• **TO DO**:
Copy out all of the material below word for word.

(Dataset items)
···
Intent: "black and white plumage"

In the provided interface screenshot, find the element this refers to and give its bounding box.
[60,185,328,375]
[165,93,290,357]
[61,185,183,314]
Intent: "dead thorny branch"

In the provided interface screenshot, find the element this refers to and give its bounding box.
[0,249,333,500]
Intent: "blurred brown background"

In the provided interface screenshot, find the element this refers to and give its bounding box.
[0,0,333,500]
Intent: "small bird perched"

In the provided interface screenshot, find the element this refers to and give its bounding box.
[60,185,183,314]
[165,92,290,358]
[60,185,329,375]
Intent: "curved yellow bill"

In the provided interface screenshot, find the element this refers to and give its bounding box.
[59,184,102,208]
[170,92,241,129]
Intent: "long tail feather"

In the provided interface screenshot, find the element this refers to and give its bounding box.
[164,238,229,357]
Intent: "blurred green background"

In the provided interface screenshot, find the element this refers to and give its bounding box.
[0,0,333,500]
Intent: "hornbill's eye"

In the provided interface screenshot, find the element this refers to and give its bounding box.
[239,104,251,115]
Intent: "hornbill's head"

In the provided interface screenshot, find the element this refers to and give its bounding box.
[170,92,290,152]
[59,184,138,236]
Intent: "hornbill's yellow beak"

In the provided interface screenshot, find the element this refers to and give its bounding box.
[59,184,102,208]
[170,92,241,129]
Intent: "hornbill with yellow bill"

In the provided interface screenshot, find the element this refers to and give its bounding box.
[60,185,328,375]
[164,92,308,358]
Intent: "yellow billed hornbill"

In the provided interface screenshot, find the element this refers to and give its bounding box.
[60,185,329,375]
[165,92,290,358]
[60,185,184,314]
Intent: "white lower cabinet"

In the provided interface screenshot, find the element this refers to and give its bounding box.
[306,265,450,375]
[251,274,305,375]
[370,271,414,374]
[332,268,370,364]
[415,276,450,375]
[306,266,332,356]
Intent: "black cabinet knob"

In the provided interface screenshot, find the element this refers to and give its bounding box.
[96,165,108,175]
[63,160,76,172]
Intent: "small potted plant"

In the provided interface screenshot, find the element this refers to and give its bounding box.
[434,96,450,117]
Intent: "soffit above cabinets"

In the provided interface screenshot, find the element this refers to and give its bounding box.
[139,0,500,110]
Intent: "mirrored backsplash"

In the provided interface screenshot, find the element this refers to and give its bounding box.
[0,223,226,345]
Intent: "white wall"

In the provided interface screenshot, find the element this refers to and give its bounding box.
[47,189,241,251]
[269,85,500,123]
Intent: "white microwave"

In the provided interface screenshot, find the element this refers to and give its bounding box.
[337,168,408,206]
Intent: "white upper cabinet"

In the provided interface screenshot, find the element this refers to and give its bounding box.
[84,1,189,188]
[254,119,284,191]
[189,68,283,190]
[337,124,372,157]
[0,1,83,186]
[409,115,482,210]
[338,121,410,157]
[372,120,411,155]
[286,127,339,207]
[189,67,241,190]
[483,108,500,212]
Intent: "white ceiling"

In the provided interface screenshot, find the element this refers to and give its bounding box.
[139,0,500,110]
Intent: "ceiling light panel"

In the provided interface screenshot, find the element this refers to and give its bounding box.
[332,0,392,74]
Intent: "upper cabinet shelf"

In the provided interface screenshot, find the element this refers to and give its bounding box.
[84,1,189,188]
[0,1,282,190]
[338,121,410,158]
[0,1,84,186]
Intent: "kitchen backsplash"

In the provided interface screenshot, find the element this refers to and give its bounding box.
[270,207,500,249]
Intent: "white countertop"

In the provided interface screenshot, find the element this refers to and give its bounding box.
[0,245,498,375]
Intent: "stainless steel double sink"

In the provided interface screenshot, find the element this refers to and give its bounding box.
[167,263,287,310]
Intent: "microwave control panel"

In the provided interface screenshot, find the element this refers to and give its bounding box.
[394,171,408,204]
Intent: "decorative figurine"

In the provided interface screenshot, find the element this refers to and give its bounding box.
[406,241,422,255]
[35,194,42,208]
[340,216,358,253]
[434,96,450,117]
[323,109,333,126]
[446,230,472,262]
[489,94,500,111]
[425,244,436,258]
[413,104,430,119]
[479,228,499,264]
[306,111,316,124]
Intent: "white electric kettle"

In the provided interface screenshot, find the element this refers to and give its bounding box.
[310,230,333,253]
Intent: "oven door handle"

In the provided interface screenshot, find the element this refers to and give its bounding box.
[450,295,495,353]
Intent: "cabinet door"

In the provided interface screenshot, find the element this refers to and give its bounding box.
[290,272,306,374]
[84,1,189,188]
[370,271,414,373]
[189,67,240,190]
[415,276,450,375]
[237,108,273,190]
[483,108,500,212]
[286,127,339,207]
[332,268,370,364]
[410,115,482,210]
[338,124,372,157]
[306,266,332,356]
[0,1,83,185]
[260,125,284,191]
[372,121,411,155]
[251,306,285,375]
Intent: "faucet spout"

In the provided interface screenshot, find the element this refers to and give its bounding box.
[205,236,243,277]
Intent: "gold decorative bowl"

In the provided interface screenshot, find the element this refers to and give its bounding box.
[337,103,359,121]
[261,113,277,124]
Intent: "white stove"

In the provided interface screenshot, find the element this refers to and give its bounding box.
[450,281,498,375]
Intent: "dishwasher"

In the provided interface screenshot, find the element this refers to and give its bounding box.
···
• **EXPECTED ANSWER**:
Intent: "black and white plumage"

In the provided interface screenshot, find the element this refers to and give its bounding box.
[60,185,328,375]
[165,93,290,357]
[61,185,183,314]
Intent: "dead thorny branch"

In the provided interface screenshot, find the element this refers to and give its bounding box.
[0,249,333,500]
Intent: "blurred brown background"

In the provided interface screenshot, find the element this refers to and give its bounding box.
[0,0,333,500]
Intent: "small bird perched"

In the provided interface screenshot, find the element this refers to and give its bounding box.
[60,185,183,314]
[165,92,290,358]
[60,185,329,375]
Intent: "curved yellow bill"

In the provided interface screenshot, find the element this refers to and give its bounding box.
[59,184,102,208]
[170,92,241,129]
Intent: "long tail feather"

In the provided interface screenshot, find the element this refers to and give its bounding box.
[164,238,229,357]
Intent: "blurred green background"

In the provided interface screenshot, find the element this refers to and give its bounding box.
[0,0,333,500]
Intent: "hornbill's eye"

In the provided interface screenshot, find the element this refers to and give its bounding box.
[239,104,251,115]
Intent: "hornbill's head"

In the provided interface screenshot, find the element this refers to and give its bounding box.
[170,92,290,152]
[59,184,138,236]
Intent: "hornbill's yellow beak"

In the provided interface screenshot, find the element this refers to and give its bounding box.
[59,184,102,208]
[170,92,241,129]
Intent: "hornbill with yellow bill"

In the provided interface screenshot, find the element this refers to and give its bounding box.
[60,185,328,375]
[164,92,308,358]
Intent: "yellow billed hornbill"

In the provided interface screenshot, find the element this refers to and give its bounding box.
[60,185,329,375]
[165,92,290,358]
[60,185,184,314]
Intent: "white lower cabinet"

In the provided interface screenshot, find the element this refers to and give its bounding box.
[306,265,450,375]
[251,274,305,375]
[370,271,414,374]
[332,268,370,364]
[415,276,450,375]
[306,266,332,356]
Intent: "black cabinet knob"

In the provided interface screenshot, find the element this refers to and give its bounding box.
[96,165,108,175]
[63,160,76,172]
Intent: "small potted plant"

In the provided interface screenshot, find the element this refers to and give its bounding box.
[434,96,450,117]
Intent: "soffit above cabinets"

In the provided interface screenshot, find the element this refers to and give its bounding box.
[139,0,500,110]
Intent: "mirrored backsplash"

In the provided interface screenshot, find the element this refers to and give its bounding box.
[0,223,226,345]
Intent: "white wall"

In the provided interface screenshot, find the element this refers to and give its bounding box.
[47,189,241,251]
[269,85,500,123]
Intent: "white microwave"

In the provided interface screenshot, find the element this refers to and give its bounding box.
[337,168,408,206]
Intent: "white upper cabinet"

In the provided interface screenshot, find the element this refers to and give its bounding box.
[84,1,189,188]
[254,119,284,191]
[189,68,283,190]
[337,124,372,157]
[0,1,83,186]
[409,115,482,210]
[338,121,410,157]
[372,120,411,155]
[286,127,339,207]
[189,67,241,190]
[483,108,500,212]
Intent: "white ceiling"

In the provided interface screenshot, find the element this refers to and give its bounding box.
[139,0,500,110]
Intent: "ceiling light panel"

In the provided interface screenshot, find the element this refers to and give its bounding box.
[332,0,392,74]
Intent: "upper cabinet shelf"

In the provided interface screenshot, find the element this refers to and give its bounding box.
[84,1,189,188]
[0,1,282,190]
[338,121,410,158]
[0,1,84,186]
Intent: "kitchen backsplash"

In the provided interface screenshot, find the element this refers to and give its bounding box.
[270,207,500,249]
Intent: "white countertop"

In the provided interface screenshot, find the element this refers to and give its bounding box.
[0,245,498,375]
Intent: "stainless steel double sink"

In the provided interface screenshot, find the element this refers to and give its bounding box.
[167,263,287,310]
Intent: "microwave control panel"

In the provided interface screenshot, find the element this refers to and give its bounding box.
[394,171,408,204]
Intent: "decorative figurine"

In the provided interface screenshot, find the element this refers to and give its bounding box.
[406,241,422,255]
[35,194,42,208]
[340,216,358,253]
[434,96,450,117]
[323,109,333,126]
[446,230,472,262]
[489,94,500,111]
[425,244,436,258]
[413,104,430,119]
[479,228,499,264]
[306,111,316,124]
Intent: "white electric kettle"

In the provided interface screenshot, find the element this refers to and give its bounding box.
[310,230,333,253]
Intent: "oven door handle"

In the provided interface screenshot, find the element this refers to and give its bounding box.
[450,295,495,353]
Intent: "cabinet door"

In the provided interface screenshot, find the element this refers to and give its bounding box.
[290,272,306,374]
[84,1,189,188]
[370,271,414,373]
[189,67,240,190]
[415,276,450,375]
[237,108,273,190]
[483,108,500,212]
[286,127,339,207]
[332,268,370,364]
[410,115,482,210]
[338,124,372,157]
[306,266,332,356]
[0,1,83,185]
[260,125,284,191]
[372,121,411,155]
[251,306,285,375]
Intent: "faucet spout"

In the provided interface screenshot, find the element this refers to and give its bounding box.
[205,236,243,277]
Intent: "gold decorative bowl"

In the provided interface screenshot, find the element this refers to and give its bounding box.
[337,103,359,121]
[261,113,277,124]
Intent: "white stove"

In the provided interface screenshot, find the element this refers to and give its bounding box.
[450,281,498,375]
Intent: "dishwasher"

In the provided interface screenshot, find the element this refers to and give its bounding box.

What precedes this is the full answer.